#### [PROBLEM DETAILS]
Reproduce the material below line for line, changing nothing.

=== Section Start ===

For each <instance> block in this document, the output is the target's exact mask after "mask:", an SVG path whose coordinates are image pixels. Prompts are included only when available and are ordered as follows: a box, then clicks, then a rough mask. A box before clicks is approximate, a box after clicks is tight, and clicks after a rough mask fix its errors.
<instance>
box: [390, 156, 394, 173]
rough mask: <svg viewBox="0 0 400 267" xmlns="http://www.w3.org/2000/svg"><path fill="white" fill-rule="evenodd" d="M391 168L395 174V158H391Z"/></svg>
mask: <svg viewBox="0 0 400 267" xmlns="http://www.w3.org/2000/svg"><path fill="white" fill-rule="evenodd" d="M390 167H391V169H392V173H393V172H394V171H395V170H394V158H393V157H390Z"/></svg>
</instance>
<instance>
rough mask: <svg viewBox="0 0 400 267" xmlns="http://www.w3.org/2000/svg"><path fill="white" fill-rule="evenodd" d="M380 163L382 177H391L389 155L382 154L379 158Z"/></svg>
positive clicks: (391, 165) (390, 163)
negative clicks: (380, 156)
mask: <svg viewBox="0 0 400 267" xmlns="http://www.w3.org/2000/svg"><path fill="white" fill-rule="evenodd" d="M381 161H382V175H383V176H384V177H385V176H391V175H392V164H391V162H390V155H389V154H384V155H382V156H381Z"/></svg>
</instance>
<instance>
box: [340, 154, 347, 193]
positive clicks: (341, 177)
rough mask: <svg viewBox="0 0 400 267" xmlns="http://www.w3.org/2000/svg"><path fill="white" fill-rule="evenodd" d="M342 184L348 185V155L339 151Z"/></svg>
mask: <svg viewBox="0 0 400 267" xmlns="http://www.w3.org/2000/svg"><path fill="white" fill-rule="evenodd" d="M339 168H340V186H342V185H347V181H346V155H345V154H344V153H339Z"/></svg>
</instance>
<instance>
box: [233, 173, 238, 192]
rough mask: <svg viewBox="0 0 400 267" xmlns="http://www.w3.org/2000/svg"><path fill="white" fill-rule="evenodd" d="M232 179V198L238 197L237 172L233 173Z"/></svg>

=== Section End ===

#### [REPLY]
For each <instance> block in this document, the output is the target's exact mask after "mask:", an SVG path whose coordinates are image pixels. Prompts are included only when available and are ordered as follows: a box, then clicks, then a rough mask. A box before clicks is approximate, a box after clicks is tight, and clicks after a rough mask fix its errors.
<instance>
box: [390, 156, 394, 173]
rough mask: <svg viewBox="0 0 400 267" xmlns="http://www.w3.org/2000/svg"><path fill="white" fill-rule="evenodd" d="M391 168L395 174V158H391Z"/></svg>
mask: <svg viewBox="0 0 400 267" xmlns="http://www.w3.org/2000/svg"><path fill="white" fill-rule="evenodd" d="M390 167H391V169H392V173H393V172H394V171H395V170H394V158H393V157H390Z"/></svg>
</instance>
<instance>
rough mask: <svg viewBox="0 0 400 267" xmlns="http://www.w3.org/2000/svg"><path fill="white" fill-rule="evenodd" d="M380 163L382 177H391L389 155L382 154L379 158Z"/></svg>
positive clicks: (391, 165) (390, 163)
negative clicks: (380, 156)
mask: <svg viewBox="0 0 400 267" xmlns="http://www.w3.org/2000/svg"><path fill="white" fill-rule="evenodd" d="M381 161H382V175H383V176H384V177H385V176H391V175H392V164H391V162H390V155H389V154H384V155H382V156H381Z"/></svg>
</instance>
<instance>
box: [340, 154, 347, 193]
positive clicks: (341, 177)
rough mask: <svg viewBox="0 0 400 267" xmlns="http://www.w3.org/2000/svg"><path fill="white" fill-rule="evenodd" d="M342 184L348 185V155L339 151Z"/></svg>
mask: <svg viewBox="0 0 400 267" xmlns="http://www.w3.org/2000/svg"><path fill="white" fill-rule="evenodd" d="M339 168H340V186H342V185H347V181H346V155H345V154H344V153H339Z"/></svg>
</instance>
<instance>
box: [233, 173, 238, 192]
rough mask: <svg viewBox="0 0 400 267" xmlns="http://www.w3.org/2000/svg"><path fill="white" fill-rule="evenodd" d="M232 179V198L238 197L237 172L233 173Z"/></svg>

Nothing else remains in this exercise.